Curiosité de mes choix : bien que je sois expatriée pour la troisième fois, jamais auparavant je n’ai fréquenté les « expats ». J’étais la Française parmi les autres, avec plus ou moins de bonheur selon les lieux. Au Québec, la « maudite française » était renvoyée presque quotidiennement à la trahison d’un roi faite aux lointain.e.s cousin.e.s, abandonné.e.s dans la neige, vendu.e.s aux anglais comme quantité négligeable. Aux Pays-Bas, je portais la réputation d’une gravure de mode, une « femme fatale » dont le fantasme courait encore comme un rêve auquel on ne renonce jamais tout-à-fait. Dans aucun des deux pays je n’étais en contact avec mes compatriotes, immergée dans ces ailleurs que je voulais explorer.

Notre départ pour le Portugal est bien autre : ce sont des français.e.s qui m’ont transmis le virus Lisboète et qui nous y ont accueillies. Ma Fille est scolarisée au Lycée Français: on ne noie pas un.e enfant de 12 ans dans un environnement dont elle ne maîtrise pas la langue comme on intègre un.e enfant plus jeune, pour qui la langue s’apprend plus rapidement et en y perdant moins de repères. Les données étaient d’ailleurs assez simples : nous ne partirions qu’à la condition d’obtenir une place dans cet établissement, et aucun autre. Par défaut, nous faisons donc partie de cette communauté dont on me dit tant de mal et cette fois, l’intégration à la population locale sera plus longue.
----------
### VOTRE OBJECTIF
Quelles expressions le texte fourni met-il entre guillemets ? Citez-les toutes. Les items n'ont aucun lien avec le texte fourni.

### CONTENU DES DONNÉES
----------
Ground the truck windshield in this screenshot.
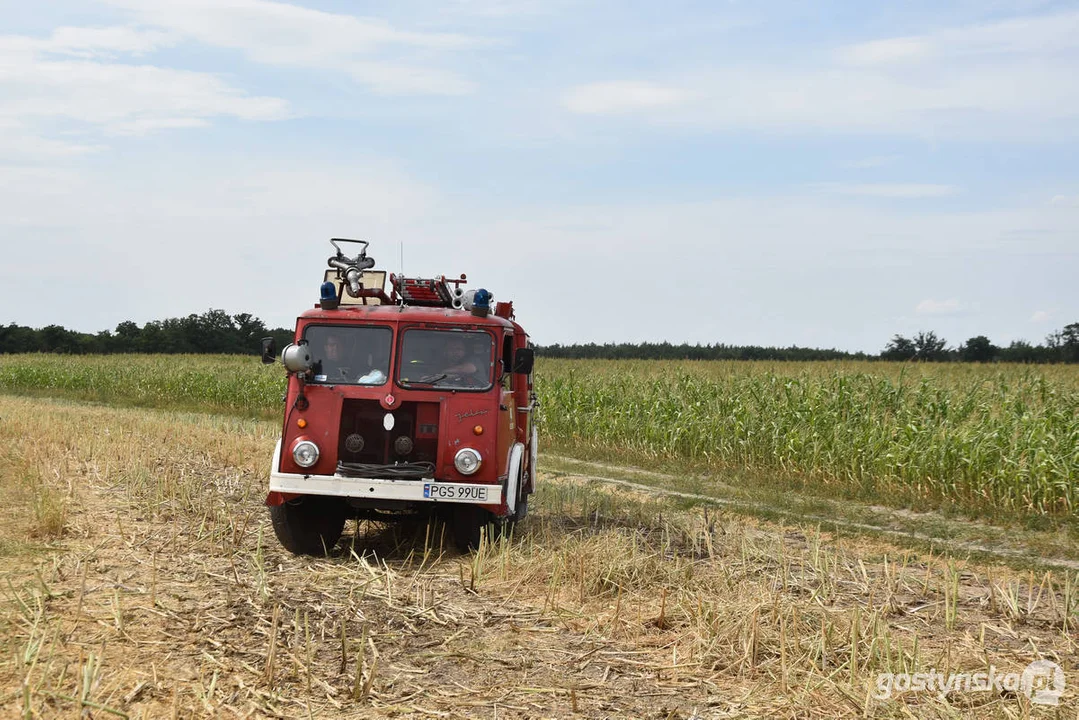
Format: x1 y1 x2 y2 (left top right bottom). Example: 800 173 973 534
303 325 394 385
397 329 494 390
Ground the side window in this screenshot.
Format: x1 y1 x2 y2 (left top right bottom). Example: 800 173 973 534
502 335 514 390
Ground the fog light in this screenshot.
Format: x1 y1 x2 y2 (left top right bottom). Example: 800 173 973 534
453 448 482 475
394 435 412 456
292 440 318 467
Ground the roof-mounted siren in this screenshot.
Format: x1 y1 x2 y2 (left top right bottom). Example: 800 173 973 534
319 237 392 310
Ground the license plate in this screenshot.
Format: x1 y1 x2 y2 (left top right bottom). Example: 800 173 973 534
423 483 488 503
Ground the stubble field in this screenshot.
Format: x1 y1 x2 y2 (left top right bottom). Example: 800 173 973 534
0 357 1079 718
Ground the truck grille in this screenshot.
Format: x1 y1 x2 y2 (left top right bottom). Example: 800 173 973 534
338 399 438 470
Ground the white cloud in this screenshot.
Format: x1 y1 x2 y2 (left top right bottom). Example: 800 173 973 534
810 182 958 199
563 12 1079 140
562 81 686 114
914 298 969 315
0 28 288 142
101 0 488 95
837 12 1079 65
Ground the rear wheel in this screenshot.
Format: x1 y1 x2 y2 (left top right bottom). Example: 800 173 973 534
270 495 346 555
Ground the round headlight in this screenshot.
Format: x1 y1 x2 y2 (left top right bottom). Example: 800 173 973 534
453 448 482 475
292 440 318 467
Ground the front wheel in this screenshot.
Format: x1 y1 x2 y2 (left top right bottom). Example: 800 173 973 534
270 495 346 555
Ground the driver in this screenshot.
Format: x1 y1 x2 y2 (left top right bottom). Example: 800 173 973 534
441 336 484 383
442 337 478 375
320 332 350 380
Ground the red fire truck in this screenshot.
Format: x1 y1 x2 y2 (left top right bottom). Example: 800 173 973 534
262 239 536 555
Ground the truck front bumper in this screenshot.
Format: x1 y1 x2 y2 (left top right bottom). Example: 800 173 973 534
270 440 503 505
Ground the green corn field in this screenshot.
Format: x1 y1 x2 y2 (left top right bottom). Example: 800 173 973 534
0 355 1079 517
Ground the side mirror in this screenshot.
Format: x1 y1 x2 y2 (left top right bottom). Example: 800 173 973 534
514 348 536 375
262 338 277 365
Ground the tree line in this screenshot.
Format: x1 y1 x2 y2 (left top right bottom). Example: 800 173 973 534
0 309 1079 363
0 310 293 355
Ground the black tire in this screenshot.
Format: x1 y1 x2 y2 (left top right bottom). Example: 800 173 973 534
449 505 491 553
270 495 346 556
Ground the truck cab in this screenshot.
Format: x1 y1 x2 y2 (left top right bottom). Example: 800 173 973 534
263 239 536 555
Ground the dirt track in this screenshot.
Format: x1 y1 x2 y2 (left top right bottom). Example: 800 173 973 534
0 397 1079 718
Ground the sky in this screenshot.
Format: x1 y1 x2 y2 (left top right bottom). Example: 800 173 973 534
0 0 1079 352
----------
### SOLUTION DU PROBLÈME
« expats »
« maudite française »
« femme fatale »